__GOAL__. Rewrite every line from the one containing "[locate] notebook (one" through the last line of the entries, both ends included, keeping the requests as they are. Scale each x and y coordinate in the answers by 0.7 and round the results to whole numbers, with halves rounding up.

Some records:

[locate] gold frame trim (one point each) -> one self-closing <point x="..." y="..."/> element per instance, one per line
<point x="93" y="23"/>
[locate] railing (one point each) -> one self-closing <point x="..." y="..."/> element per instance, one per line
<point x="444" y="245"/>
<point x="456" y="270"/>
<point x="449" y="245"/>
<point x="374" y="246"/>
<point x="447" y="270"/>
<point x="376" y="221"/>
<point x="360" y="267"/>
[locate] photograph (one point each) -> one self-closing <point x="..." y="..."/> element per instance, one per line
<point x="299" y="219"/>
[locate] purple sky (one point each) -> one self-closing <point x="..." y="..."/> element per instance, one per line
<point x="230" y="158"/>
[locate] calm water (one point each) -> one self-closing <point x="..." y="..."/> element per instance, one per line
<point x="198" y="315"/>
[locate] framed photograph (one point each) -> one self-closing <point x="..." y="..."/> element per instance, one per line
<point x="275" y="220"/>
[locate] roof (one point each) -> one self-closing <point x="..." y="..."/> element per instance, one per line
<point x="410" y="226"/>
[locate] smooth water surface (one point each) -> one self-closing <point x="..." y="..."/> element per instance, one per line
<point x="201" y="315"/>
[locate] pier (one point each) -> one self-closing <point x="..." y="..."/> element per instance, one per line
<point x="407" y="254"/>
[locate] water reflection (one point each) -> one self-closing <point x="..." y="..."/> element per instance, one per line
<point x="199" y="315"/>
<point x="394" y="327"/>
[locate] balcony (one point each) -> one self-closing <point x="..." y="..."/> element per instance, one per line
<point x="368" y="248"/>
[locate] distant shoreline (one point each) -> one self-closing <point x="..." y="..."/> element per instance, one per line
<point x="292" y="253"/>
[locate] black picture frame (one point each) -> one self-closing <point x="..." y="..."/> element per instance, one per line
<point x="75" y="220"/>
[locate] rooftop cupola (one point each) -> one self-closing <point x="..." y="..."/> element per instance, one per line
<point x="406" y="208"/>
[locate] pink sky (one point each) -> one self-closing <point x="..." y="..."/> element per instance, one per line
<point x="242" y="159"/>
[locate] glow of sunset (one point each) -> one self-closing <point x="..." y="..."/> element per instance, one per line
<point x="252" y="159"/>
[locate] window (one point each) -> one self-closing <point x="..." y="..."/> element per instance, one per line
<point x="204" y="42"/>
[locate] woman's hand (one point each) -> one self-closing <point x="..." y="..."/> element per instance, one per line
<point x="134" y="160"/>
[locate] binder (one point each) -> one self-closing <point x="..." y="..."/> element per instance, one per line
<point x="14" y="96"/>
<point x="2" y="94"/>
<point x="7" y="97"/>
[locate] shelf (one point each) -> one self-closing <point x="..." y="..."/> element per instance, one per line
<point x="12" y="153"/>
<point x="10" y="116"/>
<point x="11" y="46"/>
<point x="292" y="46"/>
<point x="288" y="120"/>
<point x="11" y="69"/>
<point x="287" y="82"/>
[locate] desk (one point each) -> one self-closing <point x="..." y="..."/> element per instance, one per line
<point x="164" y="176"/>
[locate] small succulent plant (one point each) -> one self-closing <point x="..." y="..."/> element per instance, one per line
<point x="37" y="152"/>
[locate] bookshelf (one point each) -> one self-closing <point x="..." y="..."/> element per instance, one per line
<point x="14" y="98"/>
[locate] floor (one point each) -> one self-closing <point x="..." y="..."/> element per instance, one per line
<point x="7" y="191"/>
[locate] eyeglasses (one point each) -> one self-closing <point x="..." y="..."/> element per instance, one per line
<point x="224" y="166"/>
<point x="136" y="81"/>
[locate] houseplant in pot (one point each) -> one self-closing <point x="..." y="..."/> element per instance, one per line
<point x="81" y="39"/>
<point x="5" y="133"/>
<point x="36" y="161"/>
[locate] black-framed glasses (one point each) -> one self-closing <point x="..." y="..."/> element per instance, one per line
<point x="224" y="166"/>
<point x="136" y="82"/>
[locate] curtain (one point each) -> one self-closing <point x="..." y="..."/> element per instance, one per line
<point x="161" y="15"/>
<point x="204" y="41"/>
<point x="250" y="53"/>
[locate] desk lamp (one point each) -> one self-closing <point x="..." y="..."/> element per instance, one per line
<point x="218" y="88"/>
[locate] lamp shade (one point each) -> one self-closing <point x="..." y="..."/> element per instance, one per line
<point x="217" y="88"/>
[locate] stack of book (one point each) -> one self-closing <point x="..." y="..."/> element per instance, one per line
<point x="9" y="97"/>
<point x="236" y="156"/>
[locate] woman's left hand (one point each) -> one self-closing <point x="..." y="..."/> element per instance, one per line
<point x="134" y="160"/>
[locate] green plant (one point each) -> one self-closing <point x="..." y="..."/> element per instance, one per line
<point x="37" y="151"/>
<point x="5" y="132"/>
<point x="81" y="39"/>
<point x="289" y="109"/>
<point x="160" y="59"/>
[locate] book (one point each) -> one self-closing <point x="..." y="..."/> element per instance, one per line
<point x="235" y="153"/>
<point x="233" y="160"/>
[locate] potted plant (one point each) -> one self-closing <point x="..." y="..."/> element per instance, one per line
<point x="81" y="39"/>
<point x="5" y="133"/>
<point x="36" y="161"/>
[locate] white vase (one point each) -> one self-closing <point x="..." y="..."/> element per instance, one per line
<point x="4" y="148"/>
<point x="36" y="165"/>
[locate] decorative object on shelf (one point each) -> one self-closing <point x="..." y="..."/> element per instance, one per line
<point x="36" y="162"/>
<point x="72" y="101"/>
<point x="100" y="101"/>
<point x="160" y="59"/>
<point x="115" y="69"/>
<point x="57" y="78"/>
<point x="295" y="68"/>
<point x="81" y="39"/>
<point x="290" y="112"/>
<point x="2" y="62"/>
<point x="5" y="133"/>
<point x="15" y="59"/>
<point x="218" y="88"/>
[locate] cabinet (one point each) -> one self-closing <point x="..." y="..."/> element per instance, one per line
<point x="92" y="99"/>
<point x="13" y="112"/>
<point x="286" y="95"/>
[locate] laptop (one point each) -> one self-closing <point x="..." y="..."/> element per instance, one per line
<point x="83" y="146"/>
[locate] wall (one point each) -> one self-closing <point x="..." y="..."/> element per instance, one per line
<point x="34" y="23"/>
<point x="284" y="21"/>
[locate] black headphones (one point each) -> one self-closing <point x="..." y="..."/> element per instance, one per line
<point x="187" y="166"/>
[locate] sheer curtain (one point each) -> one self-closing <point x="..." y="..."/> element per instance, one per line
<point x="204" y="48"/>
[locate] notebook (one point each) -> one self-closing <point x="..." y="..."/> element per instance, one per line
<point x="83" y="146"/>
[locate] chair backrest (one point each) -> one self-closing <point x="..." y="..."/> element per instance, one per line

__ANSWER TO THE EXERCISE__.
[locate] notebook (one point each) -> one self-closing <point x="..." y="..."/> element per instance, one per line
<point x="58" y="102"/>
[locate] chair backrest (one point each) -> one self-closing <point x="..." y="..."/> element per instance, one per line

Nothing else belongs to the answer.